+++ STORED RECORDS +++
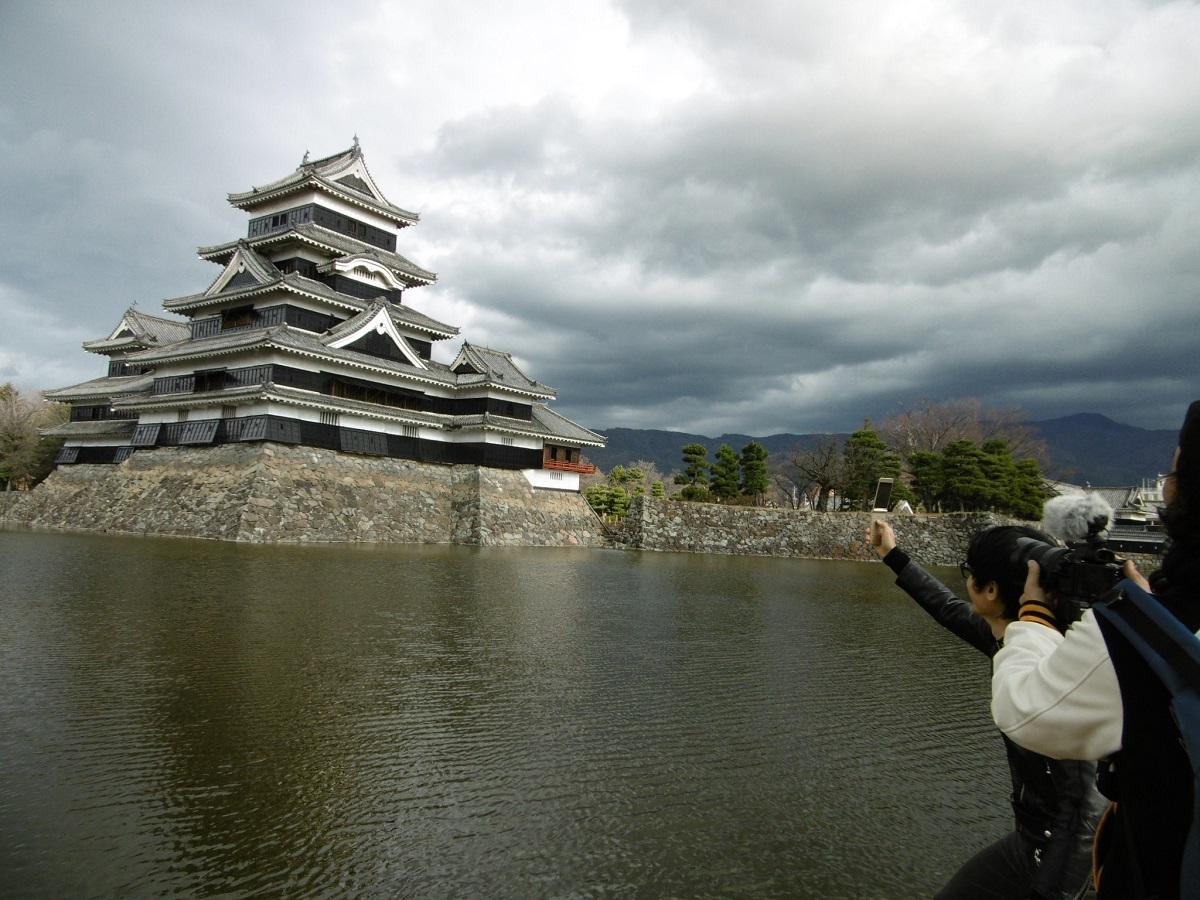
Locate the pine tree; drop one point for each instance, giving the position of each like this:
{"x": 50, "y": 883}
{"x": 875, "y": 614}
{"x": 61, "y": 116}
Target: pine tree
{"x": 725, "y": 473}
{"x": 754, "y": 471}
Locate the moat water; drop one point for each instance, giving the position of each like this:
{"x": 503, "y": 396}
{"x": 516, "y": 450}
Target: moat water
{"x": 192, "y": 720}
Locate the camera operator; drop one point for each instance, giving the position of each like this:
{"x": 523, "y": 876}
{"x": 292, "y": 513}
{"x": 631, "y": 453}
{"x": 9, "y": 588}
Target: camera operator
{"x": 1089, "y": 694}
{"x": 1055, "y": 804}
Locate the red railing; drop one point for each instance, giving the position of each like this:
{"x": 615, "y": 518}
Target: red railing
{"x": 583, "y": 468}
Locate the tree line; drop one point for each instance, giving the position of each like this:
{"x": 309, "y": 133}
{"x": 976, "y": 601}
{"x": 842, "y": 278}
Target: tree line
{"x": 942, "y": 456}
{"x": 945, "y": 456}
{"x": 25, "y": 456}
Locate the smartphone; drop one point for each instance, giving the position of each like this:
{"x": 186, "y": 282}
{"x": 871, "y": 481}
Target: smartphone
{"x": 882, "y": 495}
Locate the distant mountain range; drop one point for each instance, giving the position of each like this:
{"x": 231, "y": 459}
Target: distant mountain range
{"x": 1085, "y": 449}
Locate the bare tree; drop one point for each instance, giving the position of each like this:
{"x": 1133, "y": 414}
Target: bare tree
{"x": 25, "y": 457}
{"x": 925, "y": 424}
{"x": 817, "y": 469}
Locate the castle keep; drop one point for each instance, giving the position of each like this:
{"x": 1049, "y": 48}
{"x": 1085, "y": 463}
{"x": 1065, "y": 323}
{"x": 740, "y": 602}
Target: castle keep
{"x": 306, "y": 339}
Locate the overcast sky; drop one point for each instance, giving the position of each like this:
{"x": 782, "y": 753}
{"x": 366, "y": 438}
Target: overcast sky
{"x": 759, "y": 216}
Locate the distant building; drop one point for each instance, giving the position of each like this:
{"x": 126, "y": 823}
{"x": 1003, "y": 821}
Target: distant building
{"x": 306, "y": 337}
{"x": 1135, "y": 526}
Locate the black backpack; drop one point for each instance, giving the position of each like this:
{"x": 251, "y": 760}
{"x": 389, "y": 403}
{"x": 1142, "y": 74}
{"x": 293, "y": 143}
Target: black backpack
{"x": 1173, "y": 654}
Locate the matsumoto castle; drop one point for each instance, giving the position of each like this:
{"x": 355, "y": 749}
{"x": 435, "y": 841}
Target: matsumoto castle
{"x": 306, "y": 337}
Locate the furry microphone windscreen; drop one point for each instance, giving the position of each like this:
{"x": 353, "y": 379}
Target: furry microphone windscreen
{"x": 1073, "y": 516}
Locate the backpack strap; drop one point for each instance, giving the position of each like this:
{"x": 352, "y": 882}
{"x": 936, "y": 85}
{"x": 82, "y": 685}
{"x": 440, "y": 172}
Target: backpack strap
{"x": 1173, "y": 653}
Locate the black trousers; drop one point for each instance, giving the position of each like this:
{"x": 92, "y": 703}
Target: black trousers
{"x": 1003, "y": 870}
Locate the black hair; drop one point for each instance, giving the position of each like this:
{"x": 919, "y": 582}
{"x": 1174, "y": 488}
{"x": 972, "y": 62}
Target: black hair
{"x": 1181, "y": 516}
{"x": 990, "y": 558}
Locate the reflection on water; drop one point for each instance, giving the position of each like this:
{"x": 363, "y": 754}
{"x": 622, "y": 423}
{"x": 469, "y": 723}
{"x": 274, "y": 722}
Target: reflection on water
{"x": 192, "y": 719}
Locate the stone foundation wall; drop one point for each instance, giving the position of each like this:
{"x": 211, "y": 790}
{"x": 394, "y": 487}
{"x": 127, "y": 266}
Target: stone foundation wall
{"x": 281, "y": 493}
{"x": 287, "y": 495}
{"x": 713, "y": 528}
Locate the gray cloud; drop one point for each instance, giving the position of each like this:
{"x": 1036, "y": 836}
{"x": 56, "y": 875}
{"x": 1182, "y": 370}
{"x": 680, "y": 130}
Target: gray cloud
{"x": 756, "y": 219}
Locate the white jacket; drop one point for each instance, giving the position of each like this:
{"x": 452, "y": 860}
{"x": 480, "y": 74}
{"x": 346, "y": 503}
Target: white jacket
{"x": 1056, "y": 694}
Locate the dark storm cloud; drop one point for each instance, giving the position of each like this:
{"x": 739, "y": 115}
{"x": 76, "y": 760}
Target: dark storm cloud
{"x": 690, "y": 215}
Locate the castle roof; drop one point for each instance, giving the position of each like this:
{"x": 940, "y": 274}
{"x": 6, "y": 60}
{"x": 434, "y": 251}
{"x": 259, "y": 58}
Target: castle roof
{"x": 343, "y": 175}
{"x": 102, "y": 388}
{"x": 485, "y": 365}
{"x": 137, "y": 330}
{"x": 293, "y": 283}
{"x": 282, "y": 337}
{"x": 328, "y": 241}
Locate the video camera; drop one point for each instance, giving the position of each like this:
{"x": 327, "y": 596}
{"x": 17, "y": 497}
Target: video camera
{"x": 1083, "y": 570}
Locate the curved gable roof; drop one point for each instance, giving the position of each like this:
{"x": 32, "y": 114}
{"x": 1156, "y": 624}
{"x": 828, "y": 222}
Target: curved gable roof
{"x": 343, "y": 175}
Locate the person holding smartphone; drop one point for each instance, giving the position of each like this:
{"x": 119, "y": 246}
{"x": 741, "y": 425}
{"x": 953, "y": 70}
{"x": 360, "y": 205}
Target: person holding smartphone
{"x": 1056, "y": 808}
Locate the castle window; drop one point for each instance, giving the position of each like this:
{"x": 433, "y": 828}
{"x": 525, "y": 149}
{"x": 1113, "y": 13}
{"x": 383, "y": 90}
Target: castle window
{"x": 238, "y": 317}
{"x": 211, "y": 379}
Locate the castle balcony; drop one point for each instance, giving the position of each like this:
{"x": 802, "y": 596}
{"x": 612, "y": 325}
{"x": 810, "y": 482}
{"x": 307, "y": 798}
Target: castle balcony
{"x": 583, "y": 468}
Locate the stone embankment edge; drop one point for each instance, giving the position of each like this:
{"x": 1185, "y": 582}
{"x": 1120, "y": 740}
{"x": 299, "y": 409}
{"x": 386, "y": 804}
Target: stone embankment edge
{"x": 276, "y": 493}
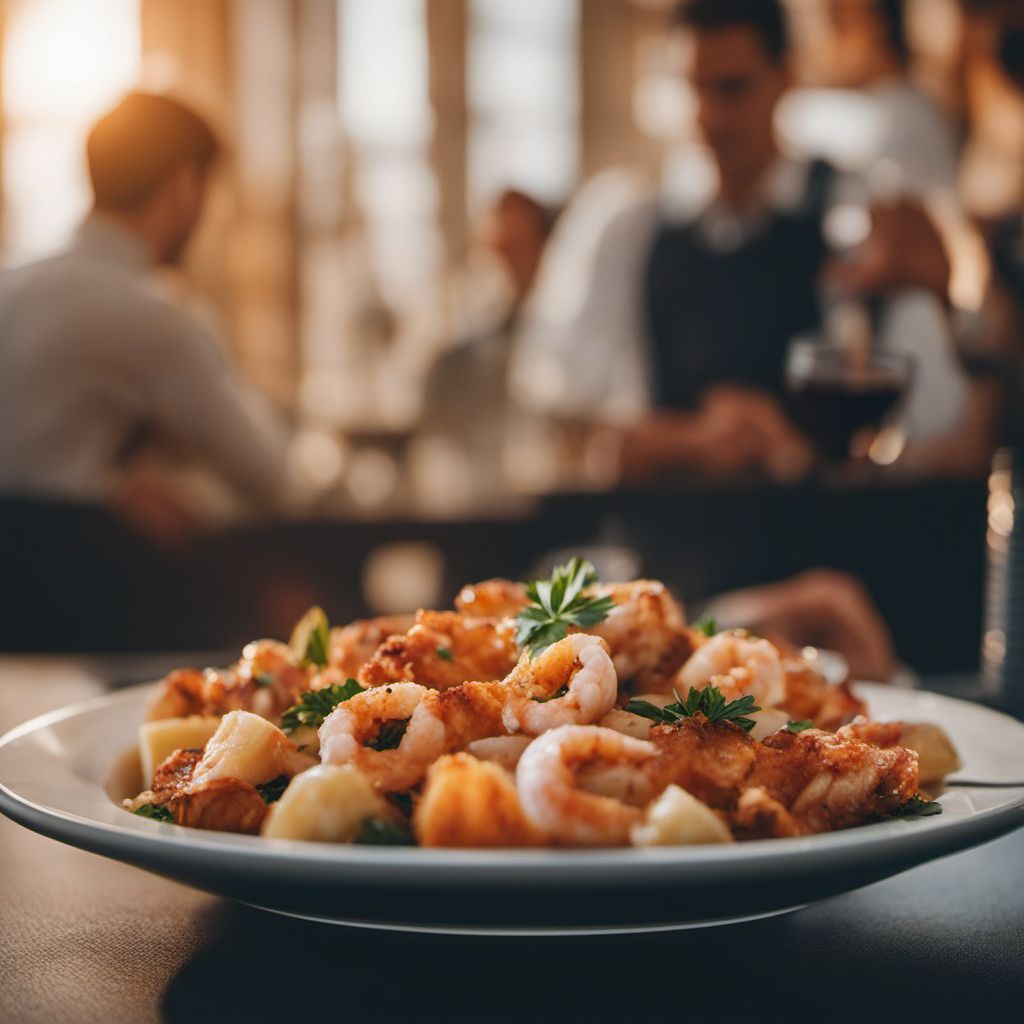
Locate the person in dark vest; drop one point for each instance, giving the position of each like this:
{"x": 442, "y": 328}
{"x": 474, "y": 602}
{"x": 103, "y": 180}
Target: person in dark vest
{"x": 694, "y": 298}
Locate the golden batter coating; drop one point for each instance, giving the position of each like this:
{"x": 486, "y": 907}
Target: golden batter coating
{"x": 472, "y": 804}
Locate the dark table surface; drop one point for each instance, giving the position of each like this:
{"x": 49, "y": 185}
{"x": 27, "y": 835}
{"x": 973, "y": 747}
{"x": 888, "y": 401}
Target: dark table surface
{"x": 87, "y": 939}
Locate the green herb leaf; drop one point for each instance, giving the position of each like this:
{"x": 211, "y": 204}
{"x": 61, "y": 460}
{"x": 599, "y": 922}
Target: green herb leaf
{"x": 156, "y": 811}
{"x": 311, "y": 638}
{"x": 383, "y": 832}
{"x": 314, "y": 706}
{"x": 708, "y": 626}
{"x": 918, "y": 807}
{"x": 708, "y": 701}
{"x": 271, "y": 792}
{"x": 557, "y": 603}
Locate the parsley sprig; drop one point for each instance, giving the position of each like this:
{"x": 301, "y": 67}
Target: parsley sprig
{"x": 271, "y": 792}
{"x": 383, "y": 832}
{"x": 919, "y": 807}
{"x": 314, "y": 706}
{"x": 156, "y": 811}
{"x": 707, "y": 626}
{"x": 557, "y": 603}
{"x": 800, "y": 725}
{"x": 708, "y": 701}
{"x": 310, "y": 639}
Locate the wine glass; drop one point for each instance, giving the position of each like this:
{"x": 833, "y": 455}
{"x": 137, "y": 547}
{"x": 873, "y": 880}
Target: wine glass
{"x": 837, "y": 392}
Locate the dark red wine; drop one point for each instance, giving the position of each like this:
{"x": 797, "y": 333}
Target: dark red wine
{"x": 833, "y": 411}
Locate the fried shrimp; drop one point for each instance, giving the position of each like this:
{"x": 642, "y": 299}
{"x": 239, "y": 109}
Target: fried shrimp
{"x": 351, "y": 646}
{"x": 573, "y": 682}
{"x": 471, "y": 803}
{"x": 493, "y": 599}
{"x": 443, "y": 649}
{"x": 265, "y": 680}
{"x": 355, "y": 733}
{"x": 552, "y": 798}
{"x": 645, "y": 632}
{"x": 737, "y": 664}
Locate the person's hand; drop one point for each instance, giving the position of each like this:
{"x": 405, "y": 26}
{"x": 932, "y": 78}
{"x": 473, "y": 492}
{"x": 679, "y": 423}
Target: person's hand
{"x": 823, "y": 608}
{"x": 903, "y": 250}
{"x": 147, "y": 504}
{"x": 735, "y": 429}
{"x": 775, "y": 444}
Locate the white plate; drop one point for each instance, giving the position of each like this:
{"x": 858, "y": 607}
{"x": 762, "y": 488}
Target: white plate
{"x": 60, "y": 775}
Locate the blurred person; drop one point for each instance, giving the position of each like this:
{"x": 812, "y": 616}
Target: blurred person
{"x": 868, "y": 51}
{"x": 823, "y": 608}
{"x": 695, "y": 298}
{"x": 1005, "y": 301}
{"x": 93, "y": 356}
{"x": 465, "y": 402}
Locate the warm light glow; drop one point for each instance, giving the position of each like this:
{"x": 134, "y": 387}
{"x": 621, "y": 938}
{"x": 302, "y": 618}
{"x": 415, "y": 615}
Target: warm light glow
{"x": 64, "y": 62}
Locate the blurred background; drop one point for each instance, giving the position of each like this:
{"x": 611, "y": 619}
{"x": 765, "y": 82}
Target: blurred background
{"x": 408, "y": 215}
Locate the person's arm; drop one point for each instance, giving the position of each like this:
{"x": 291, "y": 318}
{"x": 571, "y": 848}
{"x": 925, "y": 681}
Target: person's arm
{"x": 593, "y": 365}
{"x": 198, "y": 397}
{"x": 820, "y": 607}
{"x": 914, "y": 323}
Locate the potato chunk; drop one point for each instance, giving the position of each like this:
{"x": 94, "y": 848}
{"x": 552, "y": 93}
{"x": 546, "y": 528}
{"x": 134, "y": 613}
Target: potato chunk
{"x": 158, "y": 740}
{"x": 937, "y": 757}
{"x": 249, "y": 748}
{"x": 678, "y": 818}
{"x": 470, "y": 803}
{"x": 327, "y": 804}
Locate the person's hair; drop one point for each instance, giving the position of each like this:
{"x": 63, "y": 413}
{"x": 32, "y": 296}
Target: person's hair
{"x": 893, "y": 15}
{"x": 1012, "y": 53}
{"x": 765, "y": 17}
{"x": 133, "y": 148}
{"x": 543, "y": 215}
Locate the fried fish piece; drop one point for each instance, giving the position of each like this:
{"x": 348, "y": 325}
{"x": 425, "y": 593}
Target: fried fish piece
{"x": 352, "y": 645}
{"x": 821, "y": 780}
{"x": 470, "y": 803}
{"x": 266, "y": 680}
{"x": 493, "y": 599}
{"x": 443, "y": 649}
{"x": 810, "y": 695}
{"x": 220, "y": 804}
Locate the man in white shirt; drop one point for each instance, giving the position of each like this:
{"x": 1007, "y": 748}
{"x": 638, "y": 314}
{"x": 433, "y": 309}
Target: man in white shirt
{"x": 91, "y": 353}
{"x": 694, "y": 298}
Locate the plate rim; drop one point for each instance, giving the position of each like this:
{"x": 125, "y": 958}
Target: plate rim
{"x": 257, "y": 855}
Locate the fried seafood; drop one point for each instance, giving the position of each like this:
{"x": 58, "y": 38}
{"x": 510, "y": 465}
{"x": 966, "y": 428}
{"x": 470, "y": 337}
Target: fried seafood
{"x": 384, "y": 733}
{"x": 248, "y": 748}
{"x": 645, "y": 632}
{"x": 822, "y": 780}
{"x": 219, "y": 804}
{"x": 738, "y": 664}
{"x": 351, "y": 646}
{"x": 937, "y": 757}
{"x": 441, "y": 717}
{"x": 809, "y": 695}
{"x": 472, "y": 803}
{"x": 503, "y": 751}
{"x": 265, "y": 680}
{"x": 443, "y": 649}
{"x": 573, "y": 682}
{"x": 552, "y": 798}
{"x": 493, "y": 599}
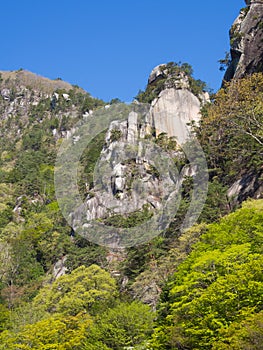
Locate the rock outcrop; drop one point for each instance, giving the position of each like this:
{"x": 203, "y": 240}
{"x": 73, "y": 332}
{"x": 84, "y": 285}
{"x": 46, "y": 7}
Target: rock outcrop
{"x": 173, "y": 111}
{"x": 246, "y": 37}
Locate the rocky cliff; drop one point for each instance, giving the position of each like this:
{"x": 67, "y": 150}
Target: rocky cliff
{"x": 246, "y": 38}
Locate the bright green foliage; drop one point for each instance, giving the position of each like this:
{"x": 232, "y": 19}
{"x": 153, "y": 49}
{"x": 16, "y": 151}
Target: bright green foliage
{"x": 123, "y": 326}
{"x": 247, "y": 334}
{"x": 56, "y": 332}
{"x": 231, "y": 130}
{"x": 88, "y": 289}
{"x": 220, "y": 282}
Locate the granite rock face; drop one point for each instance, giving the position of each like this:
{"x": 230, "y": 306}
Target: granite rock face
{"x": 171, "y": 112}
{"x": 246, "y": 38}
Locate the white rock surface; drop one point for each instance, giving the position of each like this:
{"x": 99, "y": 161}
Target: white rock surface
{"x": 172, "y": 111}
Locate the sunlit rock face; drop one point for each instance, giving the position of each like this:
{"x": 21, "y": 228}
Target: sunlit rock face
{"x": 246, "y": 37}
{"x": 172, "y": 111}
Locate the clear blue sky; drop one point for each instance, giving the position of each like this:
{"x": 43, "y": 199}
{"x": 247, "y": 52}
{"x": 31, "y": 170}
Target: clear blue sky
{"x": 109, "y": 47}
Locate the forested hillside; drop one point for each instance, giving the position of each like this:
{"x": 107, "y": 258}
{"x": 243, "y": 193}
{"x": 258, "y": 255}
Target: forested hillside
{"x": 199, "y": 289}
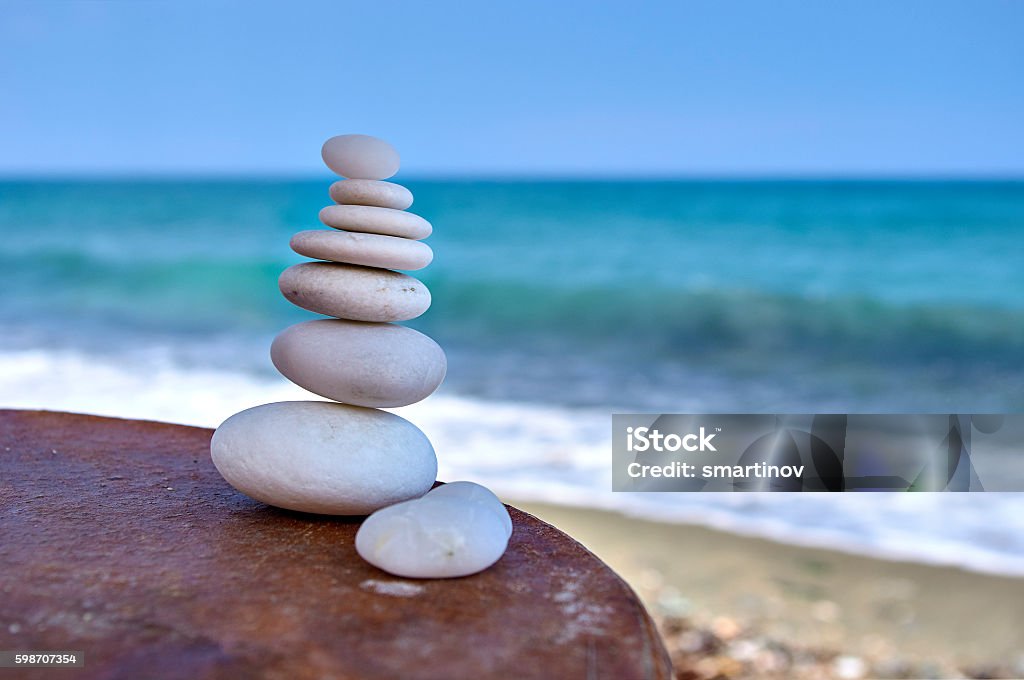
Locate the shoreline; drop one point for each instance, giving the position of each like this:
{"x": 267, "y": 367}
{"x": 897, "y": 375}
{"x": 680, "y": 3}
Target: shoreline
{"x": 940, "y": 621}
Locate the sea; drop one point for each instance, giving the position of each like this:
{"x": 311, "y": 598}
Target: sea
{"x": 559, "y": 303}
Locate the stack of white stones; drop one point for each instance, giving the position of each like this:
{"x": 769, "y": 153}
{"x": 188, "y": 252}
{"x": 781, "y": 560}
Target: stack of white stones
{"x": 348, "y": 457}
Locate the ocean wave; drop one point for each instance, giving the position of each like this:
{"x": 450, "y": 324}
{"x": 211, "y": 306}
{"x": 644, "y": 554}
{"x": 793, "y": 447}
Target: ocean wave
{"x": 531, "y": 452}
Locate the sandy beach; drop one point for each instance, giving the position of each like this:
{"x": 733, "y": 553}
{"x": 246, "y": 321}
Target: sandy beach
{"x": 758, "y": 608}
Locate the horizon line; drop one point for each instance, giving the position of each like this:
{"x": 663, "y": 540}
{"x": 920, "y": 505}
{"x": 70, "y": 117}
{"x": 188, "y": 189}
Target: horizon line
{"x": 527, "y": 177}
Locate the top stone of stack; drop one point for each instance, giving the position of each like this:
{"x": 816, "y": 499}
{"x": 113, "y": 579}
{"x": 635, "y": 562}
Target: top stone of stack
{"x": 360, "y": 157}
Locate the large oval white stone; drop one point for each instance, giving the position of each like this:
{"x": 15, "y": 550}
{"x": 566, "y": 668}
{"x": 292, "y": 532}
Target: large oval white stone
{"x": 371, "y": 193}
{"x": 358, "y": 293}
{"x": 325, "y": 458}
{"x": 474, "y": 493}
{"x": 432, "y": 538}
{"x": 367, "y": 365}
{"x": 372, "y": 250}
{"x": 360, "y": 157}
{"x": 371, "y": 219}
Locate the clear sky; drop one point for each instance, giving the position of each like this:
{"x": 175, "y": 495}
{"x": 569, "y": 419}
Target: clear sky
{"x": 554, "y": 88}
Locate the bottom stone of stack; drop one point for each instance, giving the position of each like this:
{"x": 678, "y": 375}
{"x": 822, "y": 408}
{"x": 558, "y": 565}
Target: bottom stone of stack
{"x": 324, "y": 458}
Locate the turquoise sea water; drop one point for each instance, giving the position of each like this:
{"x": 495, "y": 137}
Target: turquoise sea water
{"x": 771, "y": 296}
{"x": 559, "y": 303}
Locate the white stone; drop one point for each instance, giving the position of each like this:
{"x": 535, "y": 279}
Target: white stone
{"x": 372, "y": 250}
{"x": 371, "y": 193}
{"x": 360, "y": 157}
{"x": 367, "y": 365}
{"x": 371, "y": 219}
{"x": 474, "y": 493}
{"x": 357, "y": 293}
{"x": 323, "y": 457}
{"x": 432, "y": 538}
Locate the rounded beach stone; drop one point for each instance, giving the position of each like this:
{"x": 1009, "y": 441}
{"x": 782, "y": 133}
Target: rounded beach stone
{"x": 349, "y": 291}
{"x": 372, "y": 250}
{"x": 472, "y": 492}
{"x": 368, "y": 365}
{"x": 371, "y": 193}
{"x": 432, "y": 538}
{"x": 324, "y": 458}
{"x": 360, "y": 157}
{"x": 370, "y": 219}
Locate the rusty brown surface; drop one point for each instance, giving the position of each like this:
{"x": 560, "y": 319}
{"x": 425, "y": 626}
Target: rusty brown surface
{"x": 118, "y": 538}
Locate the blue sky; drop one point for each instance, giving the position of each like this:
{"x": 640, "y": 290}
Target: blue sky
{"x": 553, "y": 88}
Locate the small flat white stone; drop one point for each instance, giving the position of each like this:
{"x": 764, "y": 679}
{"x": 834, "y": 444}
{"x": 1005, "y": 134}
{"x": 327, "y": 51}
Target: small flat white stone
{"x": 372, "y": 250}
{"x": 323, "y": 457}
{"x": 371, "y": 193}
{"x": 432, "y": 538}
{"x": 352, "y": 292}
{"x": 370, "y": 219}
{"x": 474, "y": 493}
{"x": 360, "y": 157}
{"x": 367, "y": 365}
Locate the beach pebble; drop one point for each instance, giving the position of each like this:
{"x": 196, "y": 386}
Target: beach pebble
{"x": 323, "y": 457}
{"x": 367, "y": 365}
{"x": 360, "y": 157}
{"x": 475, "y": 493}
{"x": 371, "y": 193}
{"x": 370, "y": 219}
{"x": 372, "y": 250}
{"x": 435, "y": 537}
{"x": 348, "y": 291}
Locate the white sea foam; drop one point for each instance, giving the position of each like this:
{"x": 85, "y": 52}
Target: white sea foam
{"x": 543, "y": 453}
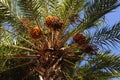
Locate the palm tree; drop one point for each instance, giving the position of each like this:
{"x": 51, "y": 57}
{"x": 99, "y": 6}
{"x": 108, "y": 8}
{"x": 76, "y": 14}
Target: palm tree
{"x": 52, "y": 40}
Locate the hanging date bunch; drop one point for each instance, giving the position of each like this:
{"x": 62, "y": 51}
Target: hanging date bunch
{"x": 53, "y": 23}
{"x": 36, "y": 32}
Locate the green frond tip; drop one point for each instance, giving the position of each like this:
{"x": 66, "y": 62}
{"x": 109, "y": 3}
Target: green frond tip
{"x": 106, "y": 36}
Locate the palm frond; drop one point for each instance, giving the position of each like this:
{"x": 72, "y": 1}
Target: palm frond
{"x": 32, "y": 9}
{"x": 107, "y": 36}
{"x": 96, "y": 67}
+++
* **EXERCISE PROMPT**: Transcribe exactly the portion of the material above that runs from the line containing "Locate the small" through its last line, omitting all pictures.

* **OUTPUT**:
Locate the small flat white stone; drop one point for each instance, giving the position of each like this:
{"x": 764, "y": 679}
{"x": 834, "y": 444}
{"x": 1005, "y": 134}
{"x": 327, "y": 51}
Target: small flat white stone
{"x": 372, "y": 250}
{"x": 323, "y": 457}
{"x": 371, "y": 193}
{"x": 432, "y": 538}
{"x": 352, "y": 292}
{"x": 370, "y": 219}
{"x": 474, "y": 493}
{"x": 360, "y": 157}
{"x": 367, "y": 365}
Locate the beach pebble; drop one point for each instance, giving the position of each like this:
{"x": 196, "y": 386}
Target: beach pebble
{"x": 323, "y": 457}
{"x": 367, "y": 365}
{"x": 360, "y": 157}
{"x": 475, "y": 493}
{"x": 371, "y": 193}
{"x": 370, "y": 219}
{"x": 372, "y": 250}
{"x": 435, "y": 537}
{"x": 348, "y": 291}
Locate the white sea foam; drop one point for each instance, giving the position of each like this:
{"x": 85, "y": 52}
Target: white sea foam
{"x": 543, "y": 453}
Locate the palm tree; drop one point for each instance, giving the position of each like this:
{"x": 51, "y": 57}
{"x": 99, "y": 6}
{"x": 108, "y": 8}
{"x": 76, "y": 14}
Target: palm tree
{"x": 52, "y": 40}
Locate the hanging date bunch; drop one point for each instance, giving the position of each like this:
{"x": 62, "y": 51}
Target: hanging date bunch
{"x": 53, "y": 23}
{"x": 36, "y": 32}
Locate the green frond tip; drop one point for each instance, giving the position of each like this:
{"x": 66, "y": 62}
{"x": 109, "y": 3}
Target: green frond tip
{"x": 106, "y": 36}
Locate the palm frond; drop one point for each instance, giving the position of each like this:
{"x": 72, "y": 1}
Target: palm frond
{"x": 32, "y": 9}
{"x": 107, "y": 36}
{"x": 96, "y": 67}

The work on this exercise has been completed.